▸ THE PROBLEM
An exact copy of the listing is what is needed; please output it in full.

▸ RECORDS PROVIDED
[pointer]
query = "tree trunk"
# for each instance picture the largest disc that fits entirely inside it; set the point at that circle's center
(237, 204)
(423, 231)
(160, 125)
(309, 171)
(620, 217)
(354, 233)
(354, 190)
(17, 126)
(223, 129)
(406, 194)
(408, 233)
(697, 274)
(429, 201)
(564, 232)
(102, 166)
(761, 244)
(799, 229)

▸ ANSWER BELOW
[pointer]
query = "tree trunk"
# for each instance picture the largest disc that fits entirely inside it; set the point at that circle's center
(237, 204)
(423, 231)
(160, 125)
(309, 171)
(620, 217)
(354, 233)
(354, 190)
(17, 126)
(223, 129)
(406, 194)
(408, 233)
(697, 274)
(429, 201)
(564, 232)
(102, 166)
(761, 244)
(799, 229)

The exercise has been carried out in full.